— begin —

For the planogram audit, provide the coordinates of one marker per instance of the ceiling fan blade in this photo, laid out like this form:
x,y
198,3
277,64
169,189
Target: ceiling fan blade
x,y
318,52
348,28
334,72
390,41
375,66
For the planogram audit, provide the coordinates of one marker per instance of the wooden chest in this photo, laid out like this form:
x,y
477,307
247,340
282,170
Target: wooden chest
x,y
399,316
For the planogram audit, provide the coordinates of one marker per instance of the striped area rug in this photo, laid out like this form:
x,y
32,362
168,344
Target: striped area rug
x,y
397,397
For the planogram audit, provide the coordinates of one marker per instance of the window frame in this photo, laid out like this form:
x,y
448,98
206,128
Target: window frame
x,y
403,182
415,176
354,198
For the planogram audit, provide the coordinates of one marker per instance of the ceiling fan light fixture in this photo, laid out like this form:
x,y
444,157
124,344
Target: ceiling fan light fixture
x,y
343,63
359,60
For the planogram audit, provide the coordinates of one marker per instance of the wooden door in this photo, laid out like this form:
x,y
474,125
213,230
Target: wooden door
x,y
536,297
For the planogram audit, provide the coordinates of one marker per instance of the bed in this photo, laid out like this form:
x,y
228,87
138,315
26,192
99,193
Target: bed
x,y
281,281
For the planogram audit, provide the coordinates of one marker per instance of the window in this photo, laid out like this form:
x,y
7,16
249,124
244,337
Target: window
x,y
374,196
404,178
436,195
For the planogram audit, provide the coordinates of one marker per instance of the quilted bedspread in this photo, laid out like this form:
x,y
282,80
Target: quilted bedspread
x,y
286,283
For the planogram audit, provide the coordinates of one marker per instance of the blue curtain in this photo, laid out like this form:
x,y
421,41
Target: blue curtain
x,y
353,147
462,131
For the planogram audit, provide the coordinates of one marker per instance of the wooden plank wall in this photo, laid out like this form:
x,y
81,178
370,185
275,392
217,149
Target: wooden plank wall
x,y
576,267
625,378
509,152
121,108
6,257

— end —

(What to produce):
Rewrite the lines above as a numbered list, starting at the line that contains "of the blue" and continuing through the last line of the items. Leave out any blank lines.

(Result below):
1. For the planogram audit, provide the coordinates of one marker per instance of the blue curtain in this photo, laid out like this form:
2. x,y
3. 421,41
4. Target: blue curtain
5. x,y
6. 353,147
7. 462,131
8. For the planogram audit, provide the coordinates of one marker per instance of the wooden plank wall in this photo, laid out like this form:
9. x,y
10. 81,178
11. 370,185
12. 275,392
13. 217,149
14. Target: wooden plank wall
15. x,y
16. 576,267
17. 625,378
18. 509,152
19. 121,108
20. 6,257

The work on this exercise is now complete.